Texte choisi:
--------------------

Non, remparts, non clochers superbes, non jamais
Je n’oublierai Strasbourg et je n’oublierai Metz.
L’horrible aigle des nuits nous étreint dans ses serres.
Villes ! nous ne pouvons, nous Français, nous vos frères,
Nous qui vivons par vous, nous par qui vous vivrez,
Être que par Strasbourg et par Metz délivrés.
Toute autre délivrance est un leurre… et j’estime
Que Verdun est aux fers, que Belfort est victime
Et que Paris se traîne, humble, amoindri, plaintif,
Tant que Strasbourg est pris et que Metz est captif.

--------------------

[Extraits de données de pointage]
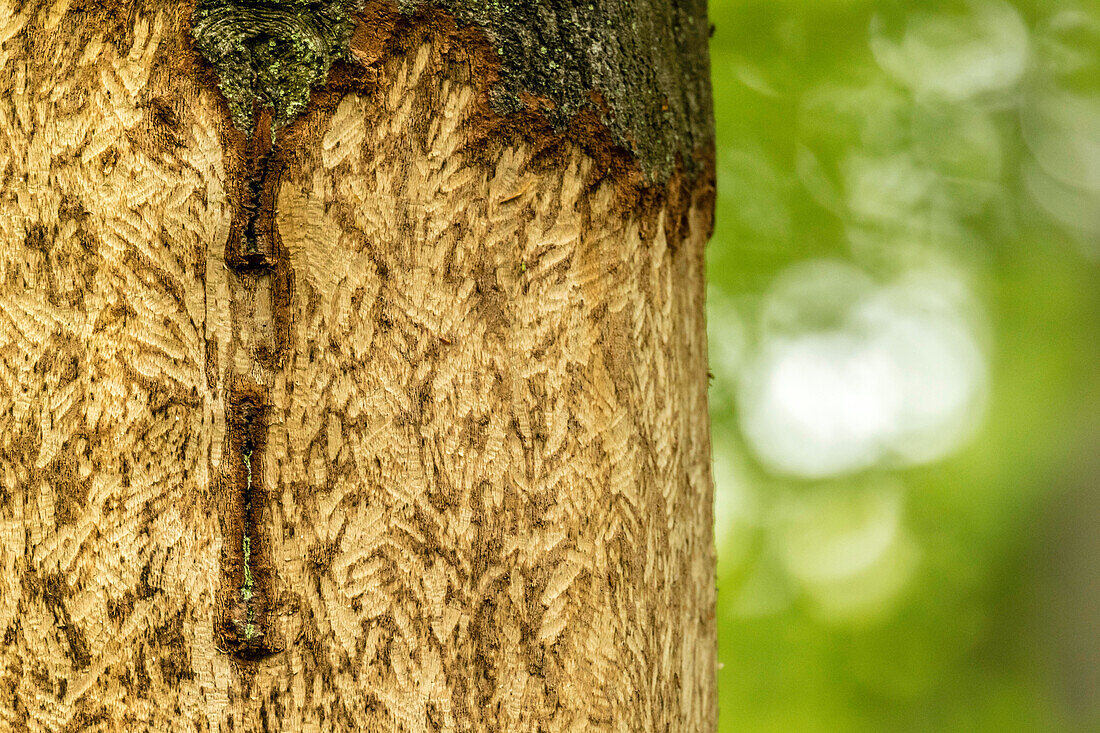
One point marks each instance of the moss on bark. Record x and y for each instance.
(641, 65)
(272, 53)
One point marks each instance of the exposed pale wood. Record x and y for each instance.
(486, 470)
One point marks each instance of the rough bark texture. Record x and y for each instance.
(396, 424)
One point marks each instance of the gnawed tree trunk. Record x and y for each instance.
(352, 367)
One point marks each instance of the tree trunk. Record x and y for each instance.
(353, 367)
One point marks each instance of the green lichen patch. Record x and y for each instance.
(272, 53)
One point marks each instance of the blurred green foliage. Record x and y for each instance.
(927, 579)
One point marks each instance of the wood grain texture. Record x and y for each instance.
(486, 473)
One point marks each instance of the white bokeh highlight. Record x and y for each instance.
(890, 375)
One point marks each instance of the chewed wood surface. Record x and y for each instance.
(486, 491)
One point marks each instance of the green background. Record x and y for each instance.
(944, 576)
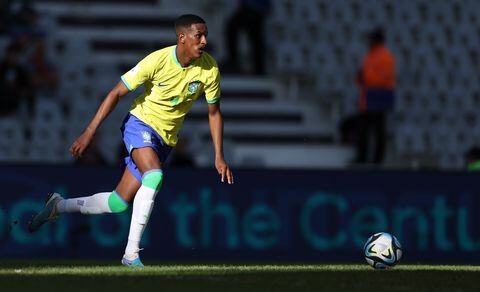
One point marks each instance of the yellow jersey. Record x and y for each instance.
(170, 89)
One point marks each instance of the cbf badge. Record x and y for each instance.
(193, 86)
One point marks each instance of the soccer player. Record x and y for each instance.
(174, 77)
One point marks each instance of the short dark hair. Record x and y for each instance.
(187, 20)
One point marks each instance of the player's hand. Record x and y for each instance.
(81, 144)
(223, 170)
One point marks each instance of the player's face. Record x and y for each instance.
(196, 39)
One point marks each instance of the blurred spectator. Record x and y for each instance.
(22, 18)
(181, 156)
(376, 81)
(44, 75)
(249, 17)
(14, 81)
(472, 159)
(92, 156)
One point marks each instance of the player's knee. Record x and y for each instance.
(116, 203)
(153, 179)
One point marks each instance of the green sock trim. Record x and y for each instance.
(116, 203)
(153, 179)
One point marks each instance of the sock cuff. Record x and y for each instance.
(153, 179)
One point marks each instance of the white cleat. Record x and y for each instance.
(48, 212)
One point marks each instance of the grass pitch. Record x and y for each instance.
(83, 276)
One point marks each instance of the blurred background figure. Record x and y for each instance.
(44, 74)
(93, 155)
(376, 82)
(249, 17)
(472, 159)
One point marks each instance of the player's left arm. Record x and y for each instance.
(215, 120)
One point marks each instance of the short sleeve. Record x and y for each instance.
(212, 89)
(142, 72)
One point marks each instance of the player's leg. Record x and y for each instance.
(99, 203)
(149, 165)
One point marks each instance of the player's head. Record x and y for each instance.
(191, 32)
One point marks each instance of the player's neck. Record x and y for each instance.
(182, 57)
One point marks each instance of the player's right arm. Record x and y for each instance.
(107, 106)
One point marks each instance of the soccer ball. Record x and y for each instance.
(382, 251)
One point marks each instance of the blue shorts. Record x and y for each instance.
(137, 134)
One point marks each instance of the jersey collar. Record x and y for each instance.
(175, 59)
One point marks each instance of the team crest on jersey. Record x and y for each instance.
(193, 86)
(147, 137)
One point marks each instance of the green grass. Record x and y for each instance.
(83, 276)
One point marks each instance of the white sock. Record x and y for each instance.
(95, 204)
(142, 208)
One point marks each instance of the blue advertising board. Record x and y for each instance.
(269, 216)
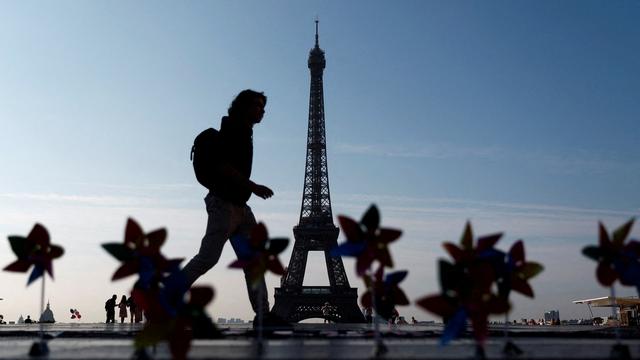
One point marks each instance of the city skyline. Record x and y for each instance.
(520, 117)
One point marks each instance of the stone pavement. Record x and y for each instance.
(318, 341)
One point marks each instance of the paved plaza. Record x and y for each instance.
(319, 341)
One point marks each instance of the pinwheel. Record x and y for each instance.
(175, 329)
(516, 272)
(467, 287)
(616, 260)
(366, 241)
(75, 314)
(160, 292)
(34, 250)
(384, 293)
(140, 253)
(257, 253)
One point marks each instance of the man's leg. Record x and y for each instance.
(258, 294)
(217, 233)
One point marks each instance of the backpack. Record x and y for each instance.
(202, 155)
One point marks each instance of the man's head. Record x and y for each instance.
(248, 106)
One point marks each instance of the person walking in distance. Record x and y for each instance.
(123, 308)
(110, 306)
(222, 161)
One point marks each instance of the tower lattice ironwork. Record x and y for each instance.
(316, 230)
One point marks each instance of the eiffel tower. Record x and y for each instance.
(315, 230)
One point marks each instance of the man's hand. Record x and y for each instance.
(261, 191)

--------------------

Exercice:
Les affirmations suivantes concordent-elles avec le poème sur Strasbourg et Metz ? Répondez à chacune par oui ou non, en citant exactement les mots du texte qui tranchent.
(a) Le texte affirme que Verdun est aux fers.
(b) Le texte présente toute autre délivrance comme réelle.
(c) Paris y est décrit comme humble et amoindri.

Résultat attendu:
(a) Oui : « Que Verdun est aux fers »
(b) Non : « Toute autre délivrance est un leurre »
(c) Oui : « Paris se traîne, humble, amoindri, plaintif »